Sineas Lampung Terjegal Kapitalisme Industri Perfilman Nasional

oleh
Sineas Lampung Terjegal Kapitalisme Industri Perfilman Nasional
Rumah Produksi Genia Visinema memproduksi film Patok Tenda Raimuna dengan lokasi syuting di Pesawaran, Kota Bandarlampung, dan Cibubur. (Dokumentasi Rumah Produksi Genia Visinema)

DASWATI.ID – Sineas Lampung terjegal kapitalisme industri perfilman nasional Indonesia. Hal ini membuat sineas lokal yang memiliki modal kecil dan independen kesulitan untuk menembus pasar film nasional.

Sutradara film “Patok Tenda Raimuna” Rizqon Agustia Fahsa menuturkan kesulitan sineas lokal untuk bersaing di kancah perfilman nasional.

“Industri film nasional didominasi oleh film-film bermodal besar yang diproduksi oleh rumah produksi raksasa,” ujar Rizqon saat ditemui di Bandarlampung, Selasa (18/6/2024).

Patok Tenda Raimuna film indie keempat yang digarapnya bersama Rumah Produksi Genia Visinema. Sebelumnya ada film Ayudia dan Jalan Pulangnya, Hikayat Pendekar Khakot, Sukmailang.

Rizqon menuturkan film Patok Tenda Raimuna sedang dalam proses tayang di bioskop nasional XXI.

“Kami sudah mengajukan satu bulan yang lalu. Film sudah direviu sama tim teknisnya. Tinggal mereka memperhitungkan pasar. Mereka melihat trailer Patok Tenda Raimuna perkembangannya seperti apa,” kata dia.

“Katanya sih akhir bulan Juni ini kesimpulannya,” lanjut Rizqon.

Film indie berdurasi 104 menit ini digarap secara mandiri tanpa sponsor, dan sudah mengantongi izin dari Lembaga Sensor Film (LSF) Indonesia.

“Tapi belum tahu dapat tanggal tayang apa enggak. Kami ajukan tayang perdana tanggal 15 Agustus 2024 secara nasional. Satu hari sebelum Hari Ulang Tahun Pramuka,” ujar dia.

Rizqon mengatakan pihaknya sudah memenuhi seluruh persyaratan teknis dari XXI, tapi terkendala dalam promosi untuk bisa menembus pasar industri film nasional.

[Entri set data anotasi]
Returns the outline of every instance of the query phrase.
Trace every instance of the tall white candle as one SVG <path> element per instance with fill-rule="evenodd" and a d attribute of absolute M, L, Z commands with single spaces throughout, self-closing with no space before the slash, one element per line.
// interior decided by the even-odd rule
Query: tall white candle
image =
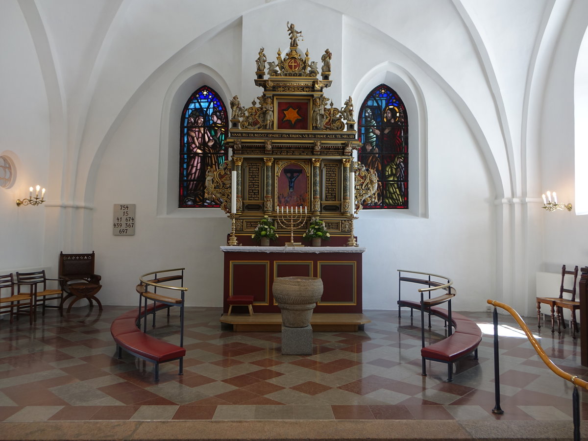
<path fill-rule="evenodd" d="M 353 161 L 349 168 L 349 214 L 355 211 L 355 172 L 353 170 Z"/>
<path fill-rule="evenodd" d="M 230 212 L 237 212 L 237 172 L 230 172 Z"/>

▶ [Tugas Latihan]:
**A)** Terjemahkan kalimat berikut dari teks tentang sineas Lampung ke dalam bahasa Inggris: "Film indie berdurasi 104 menit ini digarap secara mandiri tanpa sponsor, dan sudah mengantongi izin dari Lembaga Sensor Film (LSF) Indonesia."
**B)** Tuliskan kembali sebagian teks tentang sineas Lampung, mulai dari kata-kata yang memuat "DASWATI.ID – Sineas" dan berhenti setelah "Bandarlampung, Selasa (18/6/2024).".

▶ [Jawaban Lengkap]:
**A)** This 104-minute indie film was produced independently without any sponsor, and it has already obtained approval from Indonesia's Film Censorship Board (LSF).

**B)**
DASWATI.ID – Sineas Lampung terjegal kapitalisme industri perfilman nasional Indonesia. Hal ini membuat sineas lokal yang memiliki modal kecil dan independen kesulitan untuk menembus pasar film nasional.

Sutradara film “Patok Tenda Raimuna” Rizqon Agustia Fahsa menuturkan kesulitan sineas lokal untuk bersaing di kancah perfilman nasional.

“Industri film nasional didominasi oleh film-film bermodal besar yang diproduksi oleh rumah produksi raksasa,” ujar Rizqon saat ditemui di Bandarlampung, Selasa (18/6/2024).